(Dataset rows)
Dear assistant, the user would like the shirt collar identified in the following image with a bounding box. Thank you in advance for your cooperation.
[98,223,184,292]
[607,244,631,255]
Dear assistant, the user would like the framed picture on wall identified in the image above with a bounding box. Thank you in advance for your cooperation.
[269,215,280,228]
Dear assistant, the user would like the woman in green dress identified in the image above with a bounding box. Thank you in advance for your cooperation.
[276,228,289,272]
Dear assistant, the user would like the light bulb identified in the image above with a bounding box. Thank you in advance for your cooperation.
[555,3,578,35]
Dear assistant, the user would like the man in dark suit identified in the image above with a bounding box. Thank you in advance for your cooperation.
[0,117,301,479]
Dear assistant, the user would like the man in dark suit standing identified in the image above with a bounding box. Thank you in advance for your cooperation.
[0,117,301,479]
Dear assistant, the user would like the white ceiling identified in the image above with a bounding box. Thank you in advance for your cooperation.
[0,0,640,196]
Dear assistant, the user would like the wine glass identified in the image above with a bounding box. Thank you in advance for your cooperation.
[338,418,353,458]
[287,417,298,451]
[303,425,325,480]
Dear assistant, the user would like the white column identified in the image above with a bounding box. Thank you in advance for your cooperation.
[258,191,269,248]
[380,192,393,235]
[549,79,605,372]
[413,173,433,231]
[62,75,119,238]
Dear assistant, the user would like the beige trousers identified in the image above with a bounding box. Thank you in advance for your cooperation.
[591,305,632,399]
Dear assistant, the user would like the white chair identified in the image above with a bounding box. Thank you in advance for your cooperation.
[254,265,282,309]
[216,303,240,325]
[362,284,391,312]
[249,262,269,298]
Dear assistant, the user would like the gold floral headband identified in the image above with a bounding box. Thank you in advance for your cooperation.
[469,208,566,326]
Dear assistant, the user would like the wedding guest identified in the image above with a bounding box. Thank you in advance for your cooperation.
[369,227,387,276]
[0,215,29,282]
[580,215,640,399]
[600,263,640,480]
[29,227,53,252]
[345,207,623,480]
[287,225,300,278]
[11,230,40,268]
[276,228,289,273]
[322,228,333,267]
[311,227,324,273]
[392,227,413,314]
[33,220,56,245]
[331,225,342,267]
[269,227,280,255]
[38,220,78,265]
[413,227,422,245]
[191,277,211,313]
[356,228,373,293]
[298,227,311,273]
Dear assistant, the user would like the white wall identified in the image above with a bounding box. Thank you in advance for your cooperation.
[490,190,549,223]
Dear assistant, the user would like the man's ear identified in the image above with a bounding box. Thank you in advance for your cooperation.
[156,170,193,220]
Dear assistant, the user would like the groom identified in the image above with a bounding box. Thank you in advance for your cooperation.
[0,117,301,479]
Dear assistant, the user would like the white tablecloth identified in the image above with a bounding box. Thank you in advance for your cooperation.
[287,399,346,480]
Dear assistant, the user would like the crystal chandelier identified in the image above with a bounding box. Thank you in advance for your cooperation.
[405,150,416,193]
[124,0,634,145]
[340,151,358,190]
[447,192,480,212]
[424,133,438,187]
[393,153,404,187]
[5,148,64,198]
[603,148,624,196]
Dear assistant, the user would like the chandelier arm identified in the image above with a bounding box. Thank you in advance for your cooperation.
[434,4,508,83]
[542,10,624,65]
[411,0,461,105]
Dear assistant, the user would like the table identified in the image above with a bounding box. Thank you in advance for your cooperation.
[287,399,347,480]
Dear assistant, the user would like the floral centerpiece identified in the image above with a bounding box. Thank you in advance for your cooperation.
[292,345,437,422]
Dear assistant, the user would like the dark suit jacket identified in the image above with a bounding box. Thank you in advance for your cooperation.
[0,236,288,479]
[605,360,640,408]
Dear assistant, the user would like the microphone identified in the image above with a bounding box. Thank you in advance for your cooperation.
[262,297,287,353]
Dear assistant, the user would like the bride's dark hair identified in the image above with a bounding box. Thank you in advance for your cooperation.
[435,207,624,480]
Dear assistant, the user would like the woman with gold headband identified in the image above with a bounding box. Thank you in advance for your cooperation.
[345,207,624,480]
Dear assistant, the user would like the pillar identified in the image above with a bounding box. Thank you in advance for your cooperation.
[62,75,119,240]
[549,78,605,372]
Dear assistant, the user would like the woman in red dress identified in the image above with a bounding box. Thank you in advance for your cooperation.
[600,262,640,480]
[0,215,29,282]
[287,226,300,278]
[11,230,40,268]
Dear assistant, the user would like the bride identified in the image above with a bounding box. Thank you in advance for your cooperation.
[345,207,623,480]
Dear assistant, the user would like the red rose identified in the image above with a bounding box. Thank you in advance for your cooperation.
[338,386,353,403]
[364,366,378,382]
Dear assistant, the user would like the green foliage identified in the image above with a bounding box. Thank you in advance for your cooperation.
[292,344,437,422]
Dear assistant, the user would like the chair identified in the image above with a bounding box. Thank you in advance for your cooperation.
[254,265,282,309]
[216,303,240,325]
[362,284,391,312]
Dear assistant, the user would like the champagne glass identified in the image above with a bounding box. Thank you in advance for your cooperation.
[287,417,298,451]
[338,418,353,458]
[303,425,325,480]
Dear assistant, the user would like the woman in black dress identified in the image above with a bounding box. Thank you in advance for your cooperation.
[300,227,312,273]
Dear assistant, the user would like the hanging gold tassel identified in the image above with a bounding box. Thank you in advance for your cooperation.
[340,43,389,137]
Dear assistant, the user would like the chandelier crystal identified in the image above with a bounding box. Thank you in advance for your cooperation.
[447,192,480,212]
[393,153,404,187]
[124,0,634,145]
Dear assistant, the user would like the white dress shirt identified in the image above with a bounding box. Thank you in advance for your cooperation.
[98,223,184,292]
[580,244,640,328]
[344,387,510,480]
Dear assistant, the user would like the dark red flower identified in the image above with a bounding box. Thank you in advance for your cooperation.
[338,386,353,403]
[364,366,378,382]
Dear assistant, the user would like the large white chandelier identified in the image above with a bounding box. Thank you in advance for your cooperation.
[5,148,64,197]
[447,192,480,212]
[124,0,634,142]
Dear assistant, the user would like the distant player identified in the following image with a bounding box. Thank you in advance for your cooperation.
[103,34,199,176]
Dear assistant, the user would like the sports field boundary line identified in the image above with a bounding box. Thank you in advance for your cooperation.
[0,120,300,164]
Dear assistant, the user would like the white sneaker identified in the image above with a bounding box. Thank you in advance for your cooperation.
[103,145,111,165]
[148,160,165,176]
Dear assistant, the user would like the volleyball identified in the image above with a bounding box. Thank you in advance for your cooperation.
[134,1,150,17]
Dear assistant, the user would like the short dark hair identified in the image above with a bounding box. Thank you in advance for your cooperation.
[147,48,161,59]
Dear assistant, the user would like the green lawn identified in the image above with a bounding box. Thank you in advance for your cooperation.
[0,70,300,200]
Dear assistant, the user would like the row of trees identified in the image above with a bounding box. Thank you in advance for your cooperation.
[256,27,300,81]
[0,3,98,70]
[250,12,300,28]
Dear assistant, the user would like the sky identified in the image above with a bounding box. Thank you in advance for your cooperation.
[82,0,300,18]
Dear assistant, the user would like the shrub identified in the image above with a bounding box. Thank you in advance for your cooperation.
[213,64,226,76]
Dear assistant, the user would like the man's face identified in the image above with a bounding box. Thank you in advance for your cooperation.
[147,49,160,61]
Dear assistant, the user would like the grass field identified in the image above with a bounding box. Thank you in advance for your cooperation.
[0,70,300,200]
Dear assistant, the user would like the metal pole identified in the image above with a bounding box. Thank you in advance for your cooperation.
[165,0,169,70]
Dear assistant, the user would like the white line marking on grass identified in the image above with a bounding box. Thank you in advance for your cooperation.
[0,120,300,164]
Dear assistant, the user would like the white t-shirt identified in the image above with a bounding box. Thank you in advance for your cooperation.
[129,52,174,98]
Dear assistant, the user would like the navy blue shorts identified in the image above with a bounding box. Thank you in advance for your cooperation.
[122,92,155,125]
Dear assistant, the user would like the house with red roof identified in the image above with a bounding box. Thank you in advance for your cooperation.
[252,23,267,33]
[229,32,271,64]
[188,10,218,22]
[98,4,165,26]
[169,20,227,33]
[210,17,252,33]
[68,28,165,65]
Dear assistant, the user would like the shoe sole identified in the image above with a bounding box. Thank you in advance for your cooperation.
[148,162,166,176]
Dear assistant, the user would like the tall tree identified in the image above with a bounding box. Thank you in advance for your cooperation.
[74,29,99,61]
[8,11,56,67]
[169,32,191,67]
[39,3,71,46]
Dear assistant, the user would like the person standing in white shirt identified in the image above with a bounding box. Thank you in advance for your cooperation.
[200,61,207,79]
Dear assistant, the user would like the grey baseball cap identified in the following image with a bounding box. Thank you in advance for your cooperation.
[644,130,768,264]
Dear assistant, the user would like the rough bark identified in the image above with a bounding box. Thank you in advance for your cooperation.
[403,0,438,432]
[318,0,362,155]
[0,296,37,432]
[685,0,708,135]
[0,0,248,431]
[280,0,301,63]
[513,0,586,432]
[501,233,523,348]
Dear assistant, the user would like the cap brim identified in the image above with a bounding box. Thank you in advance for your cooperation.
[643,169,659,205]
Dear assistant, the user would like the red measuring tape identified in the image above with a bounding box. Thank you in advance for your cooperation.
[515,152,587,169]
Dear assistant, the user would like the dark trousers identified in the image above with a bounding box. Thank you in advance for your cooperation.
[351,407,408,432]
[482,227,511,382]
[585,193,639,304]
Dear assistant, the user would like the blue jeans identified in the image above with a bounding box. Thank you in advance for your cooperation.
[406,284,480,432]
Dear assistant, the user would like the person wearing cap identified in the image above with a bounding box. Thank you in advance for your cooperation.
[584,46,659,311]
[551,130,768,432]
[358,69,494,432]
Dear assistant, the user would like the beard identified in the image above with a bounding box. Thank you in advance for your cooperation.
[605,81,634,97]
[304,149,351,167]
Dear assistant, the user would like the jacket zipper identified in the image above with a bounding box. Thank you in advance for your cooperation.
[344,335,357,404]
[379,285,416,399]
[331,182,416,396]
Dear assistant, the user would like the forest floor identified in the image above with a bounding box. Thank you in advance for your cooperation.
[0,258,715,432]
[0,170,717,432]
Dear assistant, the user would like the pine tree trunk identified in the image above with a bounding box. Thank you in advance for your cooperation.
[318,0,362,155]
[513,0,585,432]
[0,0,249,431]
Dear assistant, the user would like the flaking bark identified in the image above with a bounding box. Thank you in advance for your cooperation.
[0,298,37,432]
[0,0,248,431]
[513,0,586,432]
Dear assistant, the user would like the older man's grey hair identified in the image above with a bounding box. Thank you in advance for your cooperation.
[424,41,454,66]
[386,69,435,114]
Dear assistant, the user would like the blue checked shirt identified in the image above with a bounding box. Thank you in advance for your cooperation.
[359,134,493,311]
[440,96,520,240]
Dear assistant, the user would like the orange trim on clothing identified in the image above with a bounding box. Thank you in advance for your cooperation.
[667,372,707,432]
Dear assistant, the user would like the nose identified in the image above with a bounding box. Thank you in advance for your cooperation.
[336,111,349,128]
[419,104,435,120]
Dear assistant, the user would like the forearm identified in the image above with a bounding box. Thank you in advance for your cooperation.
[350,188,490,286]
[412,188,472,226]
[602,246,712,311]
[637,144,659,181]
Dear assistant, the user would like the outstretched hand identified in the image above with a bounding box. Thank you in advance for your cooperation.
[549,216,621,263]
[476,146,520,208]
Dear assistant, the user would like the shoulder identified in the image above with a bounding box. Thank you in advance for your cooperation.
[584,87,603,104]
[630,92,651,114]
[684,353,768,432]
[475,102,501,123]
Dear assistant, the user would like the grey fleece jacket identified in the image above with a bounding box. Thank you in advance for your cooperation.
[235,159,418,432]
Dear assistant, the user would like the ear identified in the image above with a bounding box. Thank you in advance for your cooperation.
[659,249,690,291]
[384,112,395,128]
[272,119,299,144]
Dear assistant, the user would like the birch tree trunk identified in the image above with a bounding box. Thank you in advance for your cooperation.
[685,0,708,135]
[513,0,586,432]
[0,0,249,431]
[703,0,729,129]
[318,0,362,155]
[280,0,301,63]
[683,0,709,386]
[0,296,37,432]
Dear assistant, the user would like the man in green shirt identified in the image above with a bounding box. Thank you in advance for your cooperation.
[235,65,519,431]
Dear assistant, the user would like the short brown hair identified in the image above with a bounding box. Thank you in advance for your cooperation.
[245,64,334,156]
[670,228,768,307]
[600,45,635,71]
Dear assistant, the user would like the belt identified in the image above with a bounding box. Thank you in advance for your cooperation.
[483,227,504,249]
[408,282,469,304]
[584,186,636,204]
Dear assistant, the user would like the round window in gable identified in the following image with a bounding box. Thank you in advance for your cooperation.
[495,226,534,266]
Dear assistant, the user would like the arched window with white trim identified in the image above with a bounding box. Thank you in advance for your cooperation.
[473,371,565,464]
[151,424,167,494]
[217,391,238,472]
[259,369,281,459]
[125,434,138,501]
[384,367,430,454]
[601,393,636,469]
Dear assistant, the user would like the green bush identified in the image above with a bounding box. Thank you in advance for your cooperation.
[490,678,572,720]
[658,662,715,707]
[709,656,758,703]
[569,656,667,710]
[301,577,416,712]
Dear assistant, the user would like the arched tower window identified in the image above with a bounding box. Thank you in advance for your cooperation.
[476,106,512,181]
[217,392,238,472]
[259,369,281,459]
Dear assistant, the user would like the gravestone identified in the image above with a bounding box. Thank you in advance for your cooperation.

→ Given task:
Rewrite every line of the data from the start through the line containing "[555,3,578,35]", keeping the text lines unchanged. Multiply each bounding box coordinate by 1.15 and round it to a whole number, with halves rounded up.

→ Solution:
Dear assistant, the user would like the shirt collar identified in the following image with a bounding box. Thank you in advance for your cooperation.
[113,256,212,336]
[698,281,726,293]
Dear assistant, the user would like the framed picture on wall identified in the image above with a bounding box. Thank you in advance for your cooperation.
[309,247,322,262]
Dear assistant, the user would like the woman in green dress identified in the image above with a bounding box. Thank you in advance for your cooperation.
[317,262,332,313]
Dear assistant, the user would like the light bulb identified in the image above with a bounding box. Thank you in advance for your cooperation.
[638,3,665,40]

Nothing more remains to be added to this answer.